--- DATA IN THIS EXERCISE ---

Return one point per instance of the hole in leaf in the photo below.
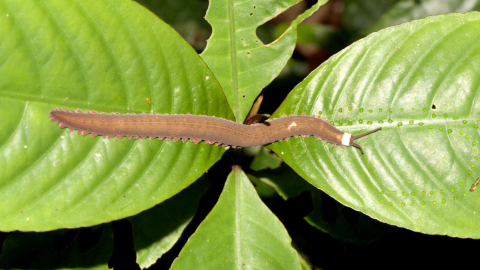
(329, 209)
(88, 239)
(351, 216)
(61, 241)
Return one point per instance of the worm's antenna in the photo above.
(361, 135)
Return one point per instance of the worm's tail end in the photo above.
(361, 135)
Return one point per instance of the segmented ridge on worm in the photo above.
(194, 140)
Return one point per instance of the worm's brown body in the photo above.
(196, 127)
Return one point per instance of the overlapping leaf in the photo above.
(109, 55)
(239, 233)
(420, 82)
(239, 60)
(156, 230)
(409, 10)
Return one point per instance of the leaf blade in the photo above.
(239, 232)
(107, 56)
(415, 172)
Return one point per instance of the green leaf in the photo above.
(325, 36)
(156, 230)
(108, 55)
(289, 184)
(34, 251)
(360, 14)
(240, 61)
(408, 10)
(265, 159)
(184, 16)
(286, 182)
(418, 81)
(240, 232)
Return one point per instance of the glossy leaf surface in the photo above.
(239, 233)
(156, 230)
(419, 82)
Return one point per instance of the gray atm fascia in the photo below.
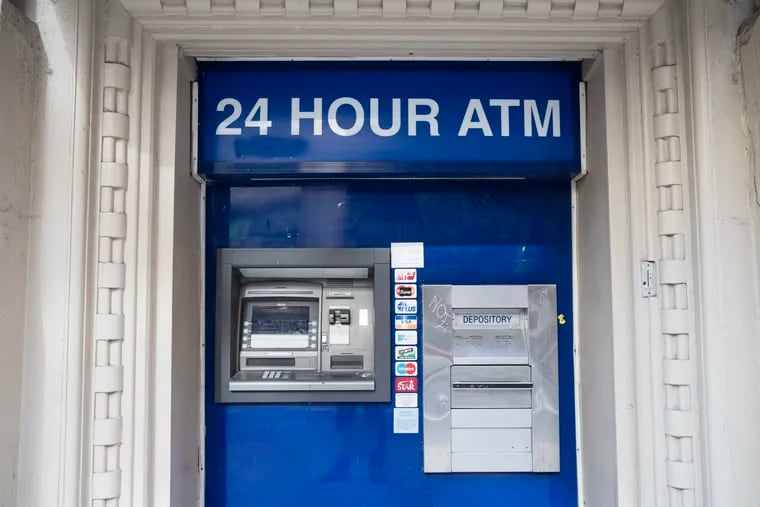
(230, 261)
(438, 304)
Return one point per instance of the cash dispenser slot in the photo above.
(270, 362)
(346, 362)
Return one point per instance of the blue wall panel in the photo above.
(346, 454)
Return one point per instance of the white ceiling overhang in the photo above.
(392, 28)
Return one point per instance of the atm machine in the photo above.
(490, 392)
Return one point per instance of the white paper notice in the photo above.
(407, 255)
(406, 420)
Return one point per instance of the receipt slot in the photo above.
(303, 325)
(490, 393)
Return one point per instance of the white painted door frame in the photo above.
(640, 179)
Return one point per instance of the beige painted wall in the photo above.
(16, 96)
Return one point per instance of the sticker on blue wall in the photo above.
(406, 322)
(406, 420)
(405, 291)
(406, 306)
(405, 275)
(406, 353)
(407, 400)
(406, 337)
(406, 369)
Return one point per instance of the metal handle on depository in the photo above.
(490, 386)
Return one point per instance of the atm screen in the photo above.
(279, 320)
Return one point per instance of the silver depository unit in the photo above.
(490, 392)
(302, 325)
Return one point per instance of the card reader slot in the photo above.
(347, 362)
(492, 385)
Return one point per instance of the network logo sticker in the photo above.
(406, 337)
(406, 322)
(405, 275)
(406, 369)
(408, 400)
(406, 353)
(408, 306)
(406, 291)
(407, 385)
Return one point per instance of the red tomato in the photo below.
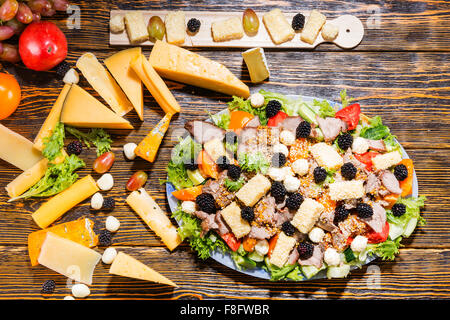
(42, 46)
(10, 95)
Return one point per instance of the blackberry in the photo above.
(75, 147)
(340, 214)
(345, 141)
(105, 238)
(364, 210)
(348, 171)
(272, 108)
(320, 174)
(193, 25)
(401, 172)
(48, 287)
(288, 228)
(298, 22)
(278, 160)
(303, 130)
(294, 201)
(234, 171)
(248, 214)
(305, 250)
(398, 209)
(206, 203)
(223, 162)
(278, 191)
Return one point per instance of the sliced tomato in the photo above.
(350, 115)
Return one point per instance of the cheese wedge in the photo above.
(144, 205)
(155, 85)
(100, 79)
(81, 231)
(68, 258)
(83, 110)
(127, 266)
(54, 208)
(52, 119)
(119, 65)
(17, 150)
(182, 65)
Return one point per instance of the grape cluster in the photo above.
(15, 15)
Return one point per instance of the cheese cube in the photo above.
(254, 190)
(256, 62)
(307, 215)
(229, 29)
(312, 27)
(175, 27)
(387, 160)
(232, 216)
(326, 156)
(278, 27)
(283, 248)
(344, 190)
(136, 27)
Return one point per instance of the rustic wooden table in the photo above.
(400, 71)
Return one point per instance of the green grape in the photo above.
(250, 22)
(156, 28)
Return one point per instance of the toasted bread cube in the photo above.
(232, 216)
(278, 27)
(175, 27)
(282, 250)
(136, 27)
(307, 215)
(312, 27)
(226, 30)
(254, 190)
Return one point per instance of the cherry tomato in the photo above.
(42, 46)
(10, 95)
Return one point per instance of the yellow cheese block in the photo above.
(182, 65)
(100, 79)
(127, 266)
(82, 110)
(119, 65)
(68, 258)
(155, 85)
(52, 119)
(144, 205)
(54, 208)
(17, 150)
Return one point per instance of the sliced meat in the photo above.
(331, 127)
(390, 182)
(203, 131)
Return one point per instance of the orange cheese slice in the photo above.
(82, 110)
(182, 65)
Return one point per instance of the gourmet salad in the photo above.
(293, 186)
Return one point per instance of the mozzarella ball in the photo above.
(262, 247)
(332, 257)
(257, 100)
(359, 244)
(106, 182)
(109, 255)
(80, 290)
(316, 235)
(128, 150)
(188, 206)
(287, 137)
(112, 224)
(300, 167)
(281, 148)
(291, 184)
(97, 201)
(360, 145)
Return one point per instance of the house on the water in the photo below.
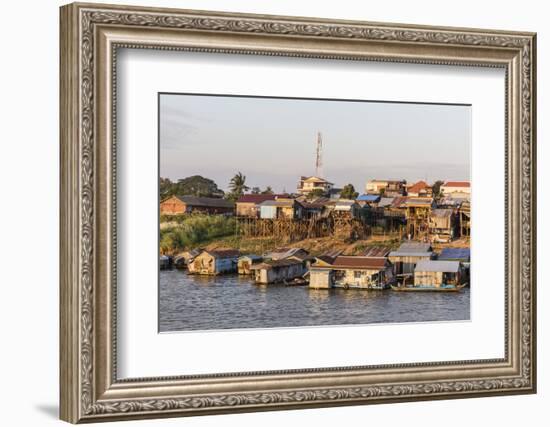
(408, 255)
(279, 271)
(442, 223)
(245, 262)
(420, 189)
(176, 205)
(368, 200)
(361, 272)
(214, 262)
(248, 205)
(282, 208)
(345, 208)
(388, 187)
(461, 255)
(309, 184)
(456, 189)
(182, 259)
(430, 273)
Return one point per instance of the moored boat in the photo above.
(428, 288)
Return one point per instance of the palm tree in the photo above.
(237, 185)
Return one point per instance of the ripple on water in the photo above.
(235, 302)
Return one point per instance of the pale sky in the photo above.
(272, 141)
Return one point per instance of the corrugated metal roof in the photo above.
(419, 186)
(437, 266)
(441, 213)
(465, 184)
(256, 198)
(276, 263)
(279, 203)
(414, 247)
(224, 253)
(252, 257)
(418, 201)
(210, 202)
(359, 262)
(385, 201)
(281, 253)
(377, 251)
(368, 198)
(462, 254)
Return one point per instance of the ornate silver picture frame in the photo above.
(90, 388)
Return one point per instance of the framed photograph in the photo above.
(266, 213)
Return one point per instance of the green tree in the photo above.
(348, 192)
(318, 192)
(268, 190)
(164, 187)
(436, 188)
(238, 186)
(195, 185)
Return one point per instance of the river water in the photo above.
(235, 302)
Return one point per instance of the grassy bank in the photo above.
(191, 231)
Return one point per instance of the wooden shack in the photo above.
(245, 263)
(408, 255)
(214, 262)
(437, 273)
(282, 208)
(248, 205)
(182, 259)
(442, 225)
(278, 271)
(420, 189)
(177, 205)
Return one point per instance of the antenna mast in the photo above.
(319, 156)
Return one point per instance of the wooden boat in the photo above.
(442, 288)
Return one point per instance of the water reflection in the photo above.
(235, 302)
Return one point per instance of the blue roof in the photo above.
(368, 197)
(462, 254)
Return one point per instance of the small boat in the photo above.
(425, 288)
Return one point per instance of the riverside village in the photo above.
(392, 235)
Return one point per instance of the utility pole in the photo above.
(319, 156)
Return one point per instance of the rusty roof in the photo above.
(359, 262)
(287, 262)
(256, 198)
(377, 251)
(419, 186)
(224, 253)
(209, 202)
(465, 184)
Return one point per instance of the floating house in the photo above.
(176, 205)
(245, 263)
(367, 200)
(456, 189)
(461, 255)
(437, 273)
(248, 205)
(386, 187)
(279, 271)
(282, 208)
(345, 208)
(309, 184)
(214, 262)
(165, 262)
(420, 189)
(442, 225)
(281, 253)
(182, 259)
(351, 272)
(408, 255)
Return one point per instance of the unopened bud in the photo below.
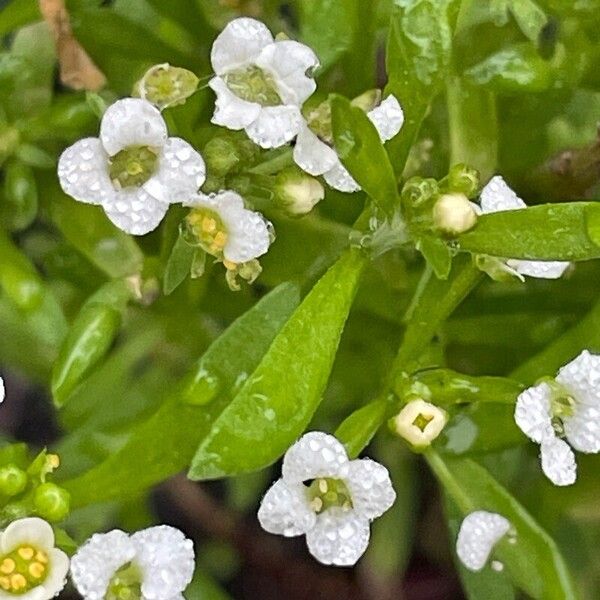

---

• _EXERCISE DESCRIPTION_
Print all the records again exactly; do not include any picture.

• _RESPONSE AREA_
Return one point per instance of the hole in leaf in the photo below.
(329, 209)
(88, 239)
(351, 216)
(61, 241)
Return one point per instance of the worm's antenna in the photo above.
(361, 135)
Return one point per instance of the worm's tail end in the photo above.
(361, 135)
Return one point per instance of the segmented ridge on worm in the photo above.
(194, 140)
Return one point per instance of the worm's brown body in the photo above.
(196, 127)
Return one point per instance of the overlapping leaf in the photo above.
(109, 55)
(239, 233)
(420, 82)
(239, 60)
(156, 230)
(409, 10)
Return one point per instance of the leaf blade in the photo above.
(239, 232)
(107, 56)
(415, 172)
Return one point per instance of the green leaf in the photo above.
(325, 36)
(156, 230)
(108, 55)
(289, 184)
(34, 251)
(360, 14)
(240, 61)
(408, 10)
(265, 159)
(184, 16)
(286, 182)
(418, 81)
(240, 232)
Return one point per instance of the glossy leaf surface in the photo above.
(239, 233)
(156, 230)
(419, 82)
Return one point per instance of the gray atm fascia in the photo below.
(230, 261)
(438, 304)
Return one point per instance of the cash dispenser slot in the photo above.
(270, 362)
(346, 362)
Return one point per instance of the blue wall panel in the photo above.
(346, 454)
Return one point per instance of the white ceiling overhang in the photo above.
(392, 28)
Return one point per instance of the atm machine in the photo above.
(490, 392)
Return one point per instance of the white paper notice in the photo above.
(407, 255)
(406, 420)
Return one point per instance of the receipt slot in the photo above.
(303, 325)
(490, 393)
Return one point per instance of the white painted door frame in the photo above.
(640, 179)
Return one point per instance of the beige painted wall in the photo above.
(16, 96)
Return one point per instance of the sticker on blue wall in the photo above.
(406, 322)
(406, 420)
(405, 291)
(406, 306)
(405, 275)
(406, 353)
(407, 400)
(406, 337)
(406, 369)
Return one point per instance of the metal handle on depository in the photo above.
(490, 386)
Return one point per instance of the atm screen in the photo above.
(279, 320)
Return one point per instance of the silver depository unit in the photo above.
(490, 392)
(302, 325)
Return one point per instance of the card reader slot in the photo above.
(347, 362)
(492, 385)
Return one point per instance of the network logo sticker in the photo above.
(406, 337)
(406, 322)
(405, 275)
(406, 369)
(408, 400)
(406, 353)
(408, 306)
(406, 291)
(407, 385)
Return one point per instance of the red tomato in the photo below.
(42, 46)
(10, 95)
Return one point per instance of the blackberry in the photo above.
(75, 147)
(340, 214)
(345, 141)
(105, 238)
(364, 210)
(348, 171)
(272, 108)
(320, 174)
(193, 25)
(401, 172)
(48, 287)
(288, 228)
(298, 22)
(278, 160)
(303, 130)
(294, 201)
(234, 171)
(248, 214)
(305, 250)
(398, 209)
(206, 203)
(223, 162)
(278, 191)
Return one point per instance of the sliced tomato in the photo above.
(350, 115)
Return one point per instance of the cheese wedge in the photo above.
(144, 205)
(155, 85)
(100, 79)
(81, 231)
(68, 258)
(83, 110)
(127, 266)
(54, 208)
(52, 119)
(119, 65)
(17, 150)
(182, 65)
Return one point per instance of the grape cluster in the photo above.
(15, 15)
Return one point per instance of the cheese cube in the photo above.
(254, 190)
(256, 62)
(307, 215)
(229, 29)
(312, 27)
(175, 27)
(387, 160)
(232, 216)
(326, 156)
(278, 27)
(283, 248)
(344, 190)
(136, 27)
Return one point per instance of the rustic wooden table in the photo above.
(400, 71)
Return one point per instance of the green grape in the photo above.
(250, 22)
(156, 28)
Return one point per instance of the toasted bread cube in the photo above.
(232, 216)
(278, 27)
(175, 27)
(282, 250)
(136, 27)
(307, 215)
(312, 27)
(226, 30)
(254, 190)
Return one point per instance of the cherry tomato in the photo above.
(42, 46)
(10, 95)
Return one point per instance of the yellow cheese block in the photo above.
(182, 65)
(100, 79)
(127, 266)
(82, 110)
(119, 65)
(68, 258)
(155, 85)
(52, 119)
(144, 205)
(54, 208)
(17, 150)
Return one point per instance of the sliced meat in the photo above.
(331, 127)
(390, 182)
(203, 131)
Return one point per instance of the orange cheese slice in the photo above.
(82, 110)
(182, 65)
Return one point per instance of the gourmet salad in the photo above.
(293, 186)
Return one point per instance of the mozzarella ball in the photo above.
(262, 247)
(332, 257)
(257, 100)
(359, 244)
(106, 182)
(109, 255)
(80, 290)
(316, 235)
(128, 150)
(188, 206)
(287, 137)
(112, 224)
(300, 167)
(281, 148)
(291, 184)
(97, 201)
(360, 145)
Return one point per instance of the house on the water in the photo below.
(408, 255)
(279, 271)
(442, 223)
(245, 262)
(420, 189)
(176, 205)
(368, 200)
(361, 272)
(214, 262)
(248, 205)
(282, 208)
(345, 208)
(388, 187)
(461, 255)
(309, 184)
(456, 189)
(182, 259)
(430, 273)
Return one point per instance of the moored boat in the photo above.
(428, 288)
Return one point per instance of the palm tree in the photo above.
(237, 185)
Return one point per instance of the ripple on water in the photo above.
(235, 302)
Return one point per instance of the pale sky in the photo above.
(272, 141)
Return one point per instance of the corrugated metal roof in the photo above.
(419, 186)
(437, 266)
(441, 213)
(465, 184)
(256, 198)
(276, 263)
(279, 203)
(414, 247)
(224, 253)
(252, 257)
(418, 201)
(210, 202)
(359, 262)
(385, 201)
(281, 253)
(377, 251)
(368, 198)
(462, 254)
Return one point per instance of the ornate silver picture frame in the photo above.
(90, 388)
Return one point per instance of the framed photograph in the photo above.
(266, 213)
Return one point per instance of the green tree in the photo above.
(348, 192)
(318, 192)
(268, 190)
(164, 187)
(436, 188)
(238, 186)
(195, 185)
Return one point per instance of the river water in the photo above.
(235, 302)
Return one point per instance of the grassy bank in the photo above.
(191, 231)
Return one point per instance of the wooden shack in the photo above.
(245, 263)
(408, 255)
(214, 262)
(437, 273)
(282, 208)
(248, 205)
(182, 259)
(442, 225)
(278, 271)
(420, 189)
(177, 205)
Return one point per instance of the antenna mast in the photo above.
(319, 156)
Return one point per instance of the wooden boat in the photo above.
(442, 288)
Return one point per instance of the water reflection in the photo above.
(235, 302)
Return one point per instance of the blue roof in the photo above.
(368, 197)
(462, 254)
Return one point per instance of the small boat in the photo above.
(425, 288)
Return one point per instance of the riverside village in the photo above.
(392, 235)
Return one point per instance of the utility pole in the photo above.
(319, 156)
Return one point per instance of the rusty roof in the photo above.
(359, 262)
(287, 262)
(256, 198)
(377, 251)
(419, 186)
(224, 253)
(209, 202)
(465, 184)
Return one point per instance of the floating house in the photo above.
(176, 205)
(245, 263)
(367, 200)
(456, 189)
(461, 255)
(437, 273)
(248, 205)
(386, 187)
(279, 271)
(282, 208)
(345, 208)
(309, 184)
(214, 262)
(165, 262)
(420, 189)
(442, 225)
(281, 253)
(182, 259)
(351, 272)
(408, 255)
Return one point per instance of the unopened bud in the photo below.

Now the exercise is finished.